### AIM OF THE EXERCISE
Retype the stretch of the account of the 2003 Malé unrest below from "On Saturday September" through "injured 17 others.", word for word.

### DOCUMENT SEGMENT
++++

On Saturday September 20, 2003 civil unrest broke out in Malé, the capital city of the Maldives. This unrest was provoked by the death of Hassan Evan Naseem at Maafushi Prison – located on a separate inhabited island – and the subsequent shooting at the same prison, that killed 3 and injured 17 others.

Many government buildings, vehicles and other public properties were set on fire, some were destroyed. The government controlled the unrest by around 23:00 and declared a State of Emergency in Malé and nearby islands. Late night curfews were enforced from 22:00 to 04:30 in Malé for more than a month following the rioting.

==Naseem's death==

On Friday September 19, 2003, Naseem, who was serving at Maafushi Jail for drug abuse related offenses, was beaten by the NSS personnel of the security unit in the jail. This led to Naseem's death the following day. The beating came about as punishment for the disturbances from complicated disputes between Naseem's inmates and "neighboring" prisoners. To control the disturbances caused by these disputes (and reportedly to investigate this incident) security personnel came with a list of "troublemakers". Though it is said that, Naseem was not involved in the above-mentioned incident his name appeared on the list. The security guards then had gone in to round-up the listed prisoners. Naseem had resisted and had refused to leave his cell, demanding reasons for his summoning. This resistance ended up injuring a security guard which led to numerous members of the security unit storming into the cell. Naseem was then moved to solitary confinement (referred to as "The Range"). On the same night he was severely beaten up by 12 officers. He died in the early morning of September 20, 2003, largely due to injuries sustained to his lungs from the beating.

++++

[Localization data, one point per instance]
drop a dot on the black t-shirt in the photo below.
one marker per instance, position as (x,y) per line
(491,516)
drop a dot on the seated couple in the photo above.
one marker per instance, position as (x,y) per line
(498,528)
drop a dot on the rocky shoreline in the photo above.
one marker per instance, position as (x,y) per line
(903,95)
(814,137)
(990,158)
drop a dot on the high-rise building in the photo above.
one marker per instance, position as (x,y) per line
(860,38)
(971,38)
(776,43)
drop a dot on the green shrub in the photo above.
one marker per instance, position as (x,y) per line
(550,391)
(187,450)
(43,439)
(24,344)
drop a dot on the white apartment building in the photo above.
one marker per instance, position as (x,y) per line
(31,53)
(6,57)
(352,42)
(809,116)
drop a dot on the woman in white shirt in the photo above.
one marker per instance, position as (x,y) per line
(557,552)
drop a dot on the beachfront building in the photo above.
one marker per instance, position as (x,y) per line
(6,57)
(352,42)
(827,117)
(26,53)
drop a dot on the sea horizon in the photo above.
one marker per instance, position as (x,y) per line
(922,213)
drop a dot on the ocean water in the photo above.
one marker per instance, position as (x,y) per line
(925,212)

++++

### EXERCISE RESPONSE
On Saturday September 20, 2003 civil unrest broke out in Malé, the capital city of the Maldives. This unrest was provoked by the death of Hassan Evan Naseem at Maafushi Prison – located on a separate inhabited island – and the subsequent shooting at the same prison, that killed 3 and injured 17 others.